● WHAT YOU ARE ASKED TO DO: From the Olds-Didsbury-Three Hills page below, copy out the passage that begins at "Olds-Didsbury-Three Hills is" and stops after "method of voting.".

Olds-Didsbury-Three Hills
- Olds-Didsbury-Three Hills within Alberta, 2017 boundaries

Provincial electoral district
- Legislature: Legislative Assembly of Alberta
- MLA: Tara Sawyer United Conservative
- District created: 1996
- First contested: 1997
- Last contested: 2023

Demographics
- Census division(s): Division No. 5, Division No. 6
- Census subdivision(s): Acme, Beiseker, Carbon, Carstairs, Cremona, Crossfield, Didsbury, Hussar, Irricana, Kneehill County, Linden, Mountain View County, Olds, Rockyford, Rocky View County, Standard, Three Hills, Trochu, Wheatland County

= Olds-Didsbury-Three Hills =

Provincial electoral district in Alberta, Canada

Olds-Didsbury-Three Hills is a provincial electoral district in Alberta, Canada. The district is one of 87 districts mandated to return a single member (MLA) to the Legislative Assembly of Alberta using the first past the post method of voting.

● STORED DATA:

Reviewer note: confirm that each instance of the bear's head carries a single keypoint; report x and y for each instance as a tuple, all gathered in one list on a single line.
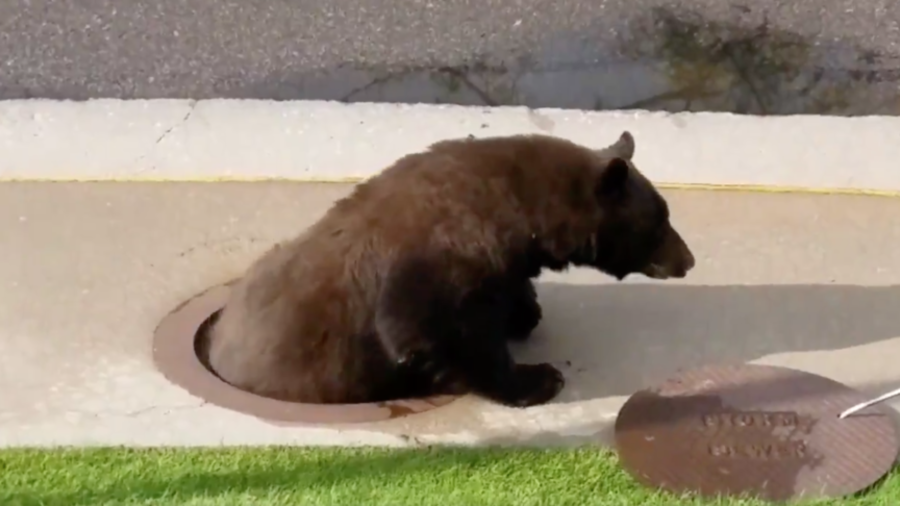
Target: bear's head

● COMPLETED EXERCISE:
Olds-Didsbury-Three Hills is a provincial electoral district in Alberta, Canada. The district is one of 87 districts mandated to return a single member (MLA) to the Legislative Assembly of Alberta using the first past the post method of voting.